◆ **Data for processing**:
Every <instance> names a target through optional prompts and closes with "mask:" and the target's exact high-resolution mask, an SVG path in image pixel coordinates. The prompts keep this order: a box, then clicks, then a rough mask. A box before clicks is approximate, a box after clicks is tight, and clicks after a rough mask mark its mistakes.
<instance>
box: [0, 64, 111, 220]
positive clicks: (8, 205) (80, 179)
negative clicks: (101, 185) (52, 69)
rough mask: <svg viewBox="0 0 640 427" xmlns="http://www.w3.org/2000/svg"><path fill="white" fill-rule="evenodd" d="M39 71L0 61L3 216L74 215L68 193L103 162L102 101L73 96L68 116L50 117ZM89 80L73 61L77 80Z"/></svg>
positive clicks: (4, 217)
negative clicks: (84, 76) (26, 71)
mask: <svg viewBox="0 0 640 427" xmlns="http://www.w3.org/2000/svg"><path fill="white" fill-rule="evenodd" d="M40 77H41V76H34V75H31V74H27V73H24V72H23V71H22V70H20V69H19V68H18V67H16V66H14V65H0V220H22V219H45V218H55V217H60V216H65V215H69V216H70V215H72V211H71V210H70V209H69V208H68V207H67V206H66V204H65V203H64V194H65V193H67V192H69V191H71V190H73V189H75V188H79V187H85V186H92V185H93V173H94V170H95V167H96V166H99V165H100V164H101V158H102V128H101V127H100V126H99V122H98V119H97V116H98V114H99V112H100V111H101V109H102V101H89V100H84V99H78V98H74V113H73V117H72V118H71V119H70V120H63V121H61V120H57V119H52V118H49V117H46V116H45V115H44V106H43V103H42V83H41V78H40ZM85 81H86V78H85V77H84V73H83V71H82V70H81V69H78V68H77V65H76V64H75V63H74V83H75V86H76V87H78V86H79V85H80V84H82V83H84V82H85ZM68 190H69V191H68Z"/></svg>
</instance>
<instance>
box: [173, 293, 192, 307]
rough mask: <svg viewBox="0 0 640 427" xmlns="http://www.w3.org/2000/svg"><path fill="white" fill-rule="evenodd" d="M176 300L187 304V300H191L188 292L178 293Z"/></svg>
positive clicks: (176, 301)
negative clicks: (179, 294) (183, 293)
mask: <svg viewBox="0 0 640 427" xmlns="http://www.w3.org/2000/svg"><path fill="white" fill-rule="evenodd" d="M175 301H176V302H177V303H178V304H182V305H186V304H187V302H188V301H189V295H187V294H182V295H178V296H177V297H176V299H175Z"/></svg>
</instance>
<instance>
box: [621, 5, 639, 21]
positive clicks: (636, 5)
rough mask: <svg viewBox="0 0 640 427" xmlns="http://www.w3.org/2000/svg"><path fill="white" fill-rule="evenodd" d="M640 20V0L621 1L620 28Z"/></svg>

◆ **What is required**: Please return the whole listing, line for line, exactly.

◆ **Output for this exercise**:
Every <instance> names a target through optional prompts and closes with "mask:" and the target's exact high-resolution mask, an SVG path in image pixel coordinates. The prompts keep this order: a box, then clicks, then a rough mask. A box before clicks is approximate, a box after clicks is tight, and clicks after a rough mask mark its mistakes.
<instance>
box: [0, 64, 111, 220]
positive clicks: (8, 205) (80, 179)
negative clicks: (101, 185) (52, 69)
rough mask: <svg viewBox="0 0 640 427" xmlns="http://www.w3.org/2000/svg"><path fill="white" fill-rule="evenodd" d="M39 71L0 61L3 216L74 215L68 193L103 162L102 101L73 96L68 116L50 117ZM89 80L73 61L77 80Z"/></svg>
positive clicks: (4, 217)
negative clicks: (84, 76) (26, 71)
mask: <svg viewBox="0 0 640 427" xmlns="http://www.w3.org/2000/svg"><path fill="white" fill-rule="evenodd" d="M40 77H41V76H34V75H31V74H27V73H24V72H23V71H22V70H20V69H19V68H18V67H16V66H14V65H0V220H22V219H45V218H55V217H60V216H65V215H69V216H70V215H72V211H71V210H70V209H69V208H68V207H67V206H66V204H65V203H64V194H65V193H67V192H69V191H71V190H73V189H75V188H79V187H85V186H92V185H93V173H94V170H95V167H96V166H99V165H100V164H101V158H102V128H101V127H100V126H99V122H98V119H97V116H98V114H99V112H100V111H101V109H102V101H89V100H84V99H78V98H74V113H73V117H72V118H71V119H70V120H63V121H61V120H57V119H52V118H49V117H46V116H45V115H44V106H43V103H42V83H41V78H40ZM85 81H86V78H85V77H84V73H83V71H82V70H81V69H78V68H77V65H76V64H75V63H74V83H75V86H76V87H78V86H79V85H80V84H82V83H84V82H85ZM68 190H69V191H68Z"/></svg>
</instance>
<instance>
box: [173, 293, 192, 307]
rough mask: <svg viewBox="0 0 640 427" xmlns="http://www.w3.org/2000/svg"><path fill="white" fill-rule="evenodd" d="M176 300L187 304V300H191L188 292L178 293Z"/></svg>
positive clicks: (176, 301)
negative clicks: (179, 294) (183, 293)
mask: <svg viewBox="0 0 640 427" xmlns="http://www.w3.org/2000/svg"><path fill="white" fill-rule="evenodd" d="M175 301H176V302H177V303H178V304H182V305H186V304H187V302H188V301H189V295H187V294H182V295H178V296H177V297H176V299H175Z"/></svg>
</instance>
<instance>
box: [621, 5, 639, 21]
positive clicks: (636, 5)
rough mask: <svg viewBox="0 0 640 427" xmlns="http://www.w3.org/2000/svg"><path fill="white" fill-rule="evenodd" d="M640 20V0L621 1L620 28Z"/></svg>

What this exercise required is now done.